> **How to complete this task**
Count the lines in the entries below that include the word "pants". Give nothing but the number.

> **Records supplied**
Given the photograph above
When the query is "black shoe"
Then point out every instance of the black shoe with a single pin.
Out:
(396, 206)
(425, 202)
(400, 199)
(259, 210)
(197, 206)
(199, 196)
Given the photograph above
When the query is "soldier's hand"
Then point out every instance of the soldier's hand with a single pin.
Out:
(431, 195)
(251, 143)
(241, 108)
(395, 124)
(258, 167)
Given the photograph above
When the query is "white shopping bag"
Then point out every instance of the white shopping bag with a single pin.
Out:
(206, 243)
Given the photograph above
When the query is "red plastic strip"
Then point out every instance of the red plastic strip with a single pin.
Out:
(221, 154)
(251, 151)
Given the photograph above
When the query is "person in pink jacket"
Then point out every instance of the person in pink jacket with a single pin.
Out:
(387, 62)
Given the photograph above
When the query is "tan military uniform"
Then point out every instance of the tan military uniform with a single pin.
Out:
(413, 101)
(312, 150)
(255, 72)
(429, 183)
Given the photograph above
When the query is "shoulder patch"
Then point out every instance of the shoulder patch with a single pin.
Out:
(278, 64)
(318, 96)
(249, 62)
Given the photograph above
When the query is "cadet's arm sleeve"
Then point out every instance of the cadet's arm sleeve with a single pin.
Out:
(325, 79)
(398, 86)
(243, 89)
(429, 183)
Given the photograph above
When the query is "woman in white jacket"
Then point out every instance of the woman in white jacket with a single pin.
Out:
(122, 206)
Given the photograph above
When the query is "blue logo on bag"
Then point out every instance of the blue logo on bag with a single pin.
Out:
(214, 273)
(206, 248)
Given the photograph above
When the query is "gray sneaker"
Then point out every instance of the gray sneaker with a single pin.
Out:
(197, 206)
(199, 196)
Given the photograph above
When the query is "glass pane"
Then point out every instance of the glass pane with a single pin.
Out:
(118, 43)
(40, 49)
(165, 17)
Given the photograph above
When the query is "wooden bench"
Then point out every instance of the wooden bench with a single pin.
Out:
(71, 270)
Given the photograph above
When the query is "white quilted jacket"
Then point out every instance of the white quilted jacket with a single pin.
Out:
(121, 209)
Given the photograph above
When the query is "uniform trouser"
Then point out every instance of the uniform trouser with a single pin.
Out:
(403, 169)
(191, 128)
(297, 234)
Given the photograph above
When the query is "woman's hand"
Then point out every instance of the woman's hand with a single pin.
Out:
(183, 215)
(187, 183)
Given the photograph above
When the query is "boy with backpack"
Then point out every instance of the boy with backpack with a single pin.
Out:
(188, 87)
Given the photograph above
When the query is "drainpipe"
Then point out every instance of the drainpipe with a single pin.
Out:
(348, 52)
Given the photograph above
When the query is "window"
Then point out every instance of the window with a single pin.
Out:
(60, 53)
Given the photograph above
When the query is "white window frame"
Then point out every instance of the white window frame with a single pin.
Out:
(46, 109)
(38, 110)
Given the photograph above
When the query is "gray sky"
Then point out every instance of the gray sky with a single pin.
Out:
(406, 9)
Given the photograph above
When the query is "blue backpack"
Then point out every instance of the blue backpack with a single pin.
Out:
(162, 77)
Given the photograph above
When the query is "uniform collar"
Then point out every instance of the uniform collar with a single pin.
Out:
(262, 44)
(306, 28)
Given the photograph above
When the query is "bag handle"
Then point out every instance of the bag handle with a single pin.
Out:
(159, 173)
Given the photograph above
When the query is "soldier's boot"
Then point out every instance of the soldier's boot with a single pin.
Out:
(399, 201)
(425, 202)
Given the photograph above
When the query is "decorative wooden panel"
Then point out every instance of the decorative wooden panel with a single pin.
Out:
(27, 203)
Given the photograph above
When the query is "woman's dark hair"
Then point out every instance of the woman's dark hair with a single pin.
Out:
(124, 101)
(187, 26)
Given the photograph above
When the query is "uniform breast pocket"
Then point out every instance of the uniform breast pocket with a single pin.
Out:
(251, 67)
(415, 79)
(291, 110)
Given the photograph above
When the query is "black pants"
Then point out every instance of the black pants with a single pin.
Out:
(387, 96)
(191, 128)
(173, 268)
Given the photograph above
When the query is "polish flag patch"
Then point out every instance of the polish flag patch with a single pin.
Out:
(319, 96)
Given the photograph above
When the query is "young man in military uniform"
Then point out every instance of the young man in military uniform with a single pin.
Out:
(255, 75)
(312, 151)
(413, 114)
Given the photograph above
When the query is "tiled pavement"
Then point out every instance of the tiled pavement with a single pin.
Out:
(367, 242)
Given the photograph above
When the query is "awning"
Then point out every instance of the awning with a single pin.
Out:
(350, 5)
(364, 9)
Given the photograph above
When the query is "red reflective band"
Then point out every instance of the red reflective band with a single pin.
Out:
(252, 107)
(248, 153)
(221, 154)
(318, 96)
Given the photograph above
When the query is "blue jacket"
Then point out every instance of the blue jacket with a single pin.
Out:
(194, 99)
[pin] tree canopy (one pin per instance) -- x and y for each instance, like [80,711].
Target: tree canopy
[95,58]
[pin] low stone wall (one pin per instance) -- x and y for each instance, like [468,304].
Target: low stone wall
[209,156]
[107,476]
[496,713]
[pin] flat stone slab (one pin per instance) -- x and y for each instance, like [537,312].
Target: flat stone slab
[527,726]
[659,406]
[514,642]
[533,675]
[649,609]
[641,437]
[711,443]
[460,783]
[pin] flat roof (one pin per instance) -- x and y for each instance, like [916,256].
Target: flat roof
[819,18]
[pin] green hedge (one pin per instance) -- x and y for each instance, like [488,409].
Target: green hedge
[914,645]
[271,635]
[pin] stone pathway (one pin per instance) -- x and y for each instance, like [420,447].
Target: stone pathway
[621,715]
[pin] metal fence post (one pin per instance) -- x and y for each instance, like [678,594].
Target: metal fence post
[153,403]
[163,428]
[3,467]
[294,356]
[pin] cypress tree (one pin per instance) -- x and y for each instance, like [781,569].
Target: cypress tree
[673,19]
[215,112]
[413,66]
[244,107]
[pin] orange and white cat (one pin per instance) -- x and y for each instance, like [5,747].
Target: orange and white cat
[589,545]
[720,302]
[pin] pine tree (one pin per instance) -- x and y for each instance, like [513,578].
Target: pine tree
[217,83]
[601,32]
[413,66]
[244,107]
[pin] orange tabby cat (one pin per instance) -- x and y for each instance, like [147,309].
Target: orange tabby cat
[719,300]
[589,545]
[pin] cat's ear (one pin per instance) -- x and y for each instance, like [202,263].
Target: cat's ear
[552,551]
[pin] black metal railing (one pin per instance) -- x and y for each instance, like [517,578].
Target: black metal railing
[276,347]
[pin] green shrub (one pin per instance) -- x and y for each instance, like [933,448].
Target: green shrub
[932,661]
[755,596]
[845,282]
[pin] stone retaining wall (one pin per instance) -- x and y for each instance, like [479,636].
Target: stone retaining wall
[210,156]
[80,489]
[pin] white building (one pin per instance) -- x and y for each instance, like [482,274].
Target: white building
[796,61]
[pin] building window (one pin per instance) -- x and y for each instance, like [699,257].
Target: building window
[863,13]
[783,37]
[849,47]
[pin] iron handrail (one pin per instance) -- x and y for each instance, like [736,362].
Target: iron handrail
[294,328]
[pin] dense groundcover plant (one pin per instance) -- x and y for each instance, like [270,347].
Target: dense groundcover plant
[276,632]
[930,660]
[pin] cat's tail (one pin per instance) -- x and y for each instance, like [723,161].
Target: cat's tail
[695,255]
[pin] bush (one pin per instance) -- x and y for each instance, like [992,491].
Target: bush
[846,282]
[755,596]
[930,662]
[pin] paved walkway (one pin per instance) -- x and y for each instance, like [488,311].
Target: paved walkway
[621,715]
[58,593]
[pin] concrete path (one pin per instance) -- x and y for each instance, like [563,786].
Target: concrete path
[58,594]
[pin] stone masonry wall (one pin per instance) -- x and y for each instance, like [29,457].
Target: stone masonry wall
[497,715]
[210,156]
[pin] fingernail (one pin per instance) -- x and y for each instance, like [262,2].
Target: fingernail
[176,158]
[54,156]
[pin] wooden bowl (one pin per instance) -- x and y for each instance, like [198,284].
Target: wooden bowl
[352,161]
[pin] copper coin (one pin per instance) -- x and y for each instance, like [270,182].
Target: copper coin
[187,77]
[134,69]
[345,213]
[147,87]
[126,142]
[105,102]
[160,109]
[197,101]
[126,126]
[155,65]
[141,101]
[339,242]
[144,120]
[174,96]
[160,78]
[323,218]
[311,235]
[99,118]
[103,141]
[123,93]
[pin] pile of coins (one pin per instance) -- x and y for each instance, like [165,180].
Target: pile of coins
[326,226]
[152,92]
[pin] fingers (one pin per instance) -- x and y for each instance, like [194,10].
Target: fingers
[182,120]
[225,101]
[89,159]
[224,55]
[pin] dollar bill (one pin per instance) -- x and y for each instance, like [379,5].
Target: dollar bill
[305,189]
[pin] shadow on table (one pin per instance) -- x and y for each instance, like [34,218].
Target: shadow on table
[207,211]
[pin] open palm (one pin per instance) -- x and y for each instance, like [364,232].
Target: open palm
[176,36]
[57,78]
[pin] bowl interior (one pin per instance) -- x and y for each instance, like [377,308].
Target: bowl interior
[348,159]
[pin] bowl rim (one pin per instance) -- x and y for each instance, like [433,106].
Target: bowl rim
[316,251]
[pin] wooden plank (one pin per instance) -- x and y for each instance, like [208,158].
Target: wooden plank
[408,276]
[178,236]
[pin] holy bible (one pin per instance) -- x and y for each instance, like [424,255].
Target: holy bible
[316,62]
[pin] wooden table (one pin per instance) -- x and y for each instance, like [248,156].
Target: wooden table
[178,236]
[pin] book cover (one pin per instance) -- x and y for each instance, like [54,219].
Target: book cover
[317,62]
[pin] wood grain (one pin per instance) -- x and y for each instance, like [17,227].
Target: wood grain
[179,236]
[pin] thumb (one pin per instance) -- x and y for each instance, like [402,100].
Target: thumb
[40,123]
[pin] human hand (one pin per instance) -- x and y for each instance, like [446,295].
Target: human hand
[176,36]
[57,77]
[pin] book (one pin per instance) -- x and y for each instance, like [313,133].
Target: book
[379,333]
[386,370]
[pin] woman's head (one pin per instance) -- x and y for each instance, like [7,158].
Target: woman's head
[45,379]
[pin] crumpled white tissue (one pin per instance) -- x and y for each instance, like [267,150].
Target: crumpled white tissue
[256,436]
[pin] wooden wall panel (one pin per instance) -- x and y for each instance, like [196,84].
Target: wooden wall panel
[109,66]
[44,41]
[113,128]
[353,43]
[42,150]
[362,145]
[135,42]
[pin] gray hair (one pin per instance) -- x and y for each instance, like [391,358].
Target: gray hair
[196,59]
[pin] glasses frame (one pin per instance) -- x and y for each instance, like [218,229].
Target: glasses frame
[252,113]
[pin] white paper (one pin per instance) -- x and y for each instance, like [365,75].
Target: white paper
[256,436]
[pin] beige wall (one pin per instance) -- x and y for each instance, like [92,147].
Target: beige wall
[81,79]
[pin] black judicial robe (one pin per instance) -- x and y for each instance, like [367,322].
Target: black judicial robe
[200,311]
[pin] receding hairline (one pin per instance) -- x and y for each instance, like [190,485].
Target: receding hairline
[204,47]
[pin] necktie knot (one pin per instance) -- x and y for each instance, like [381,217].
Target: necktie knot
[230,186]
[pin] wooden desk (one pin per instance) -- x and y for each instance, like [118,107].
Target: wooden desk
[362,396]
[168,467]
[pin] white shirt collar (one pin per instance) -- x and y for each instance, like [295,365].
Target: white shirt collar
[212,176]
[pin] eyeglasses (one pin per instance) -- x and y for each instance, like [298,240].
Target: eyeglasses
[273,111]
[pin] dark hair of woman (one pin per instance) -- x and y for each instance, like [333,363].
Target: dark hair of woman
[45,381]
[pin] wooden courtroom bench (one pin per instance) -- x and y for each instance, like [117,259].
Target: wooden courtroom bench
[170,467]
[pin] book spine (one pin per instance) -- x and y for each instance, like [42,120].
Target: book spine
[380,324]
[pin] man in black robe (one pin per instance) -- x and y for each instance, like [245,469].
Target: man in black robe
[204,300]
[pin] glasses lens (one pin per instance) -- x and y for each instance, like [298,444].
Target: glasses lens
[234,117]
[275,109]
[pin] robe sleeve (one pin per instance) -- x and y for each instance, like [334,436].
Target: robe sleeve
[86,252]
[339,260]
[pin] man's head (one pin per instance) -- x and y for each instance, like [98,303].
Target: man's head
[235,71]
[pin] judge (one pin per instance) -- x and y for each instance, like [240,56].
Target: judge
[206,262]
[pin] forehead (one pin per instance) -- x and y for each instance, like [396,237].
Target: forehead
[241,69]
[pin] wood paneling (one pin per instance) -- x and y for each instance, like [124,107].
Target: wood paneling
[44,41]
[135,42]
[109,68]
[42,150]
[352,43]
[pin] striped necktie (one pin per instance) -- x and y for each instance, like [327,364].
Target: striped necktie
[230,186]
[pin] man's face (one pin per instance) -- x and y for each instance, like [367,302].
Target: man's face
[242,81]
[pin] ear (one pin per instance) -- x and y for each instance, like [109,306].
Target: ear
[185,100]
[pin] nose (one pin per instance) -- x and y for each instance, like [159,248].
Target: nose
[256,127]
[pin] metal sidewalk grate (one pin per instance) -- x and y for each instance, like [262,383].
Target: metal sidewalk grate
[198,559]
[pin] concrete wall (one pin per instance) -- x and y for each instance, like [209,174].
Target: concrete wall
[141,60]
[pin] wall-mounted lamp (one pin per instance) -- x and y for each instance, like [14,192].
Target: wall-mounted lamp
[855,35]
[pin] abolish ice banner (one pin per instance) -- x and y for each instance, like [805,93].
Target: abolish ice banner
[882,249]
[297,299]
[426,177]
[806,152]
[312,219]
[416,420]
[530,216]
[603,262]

> **Solved problem**
2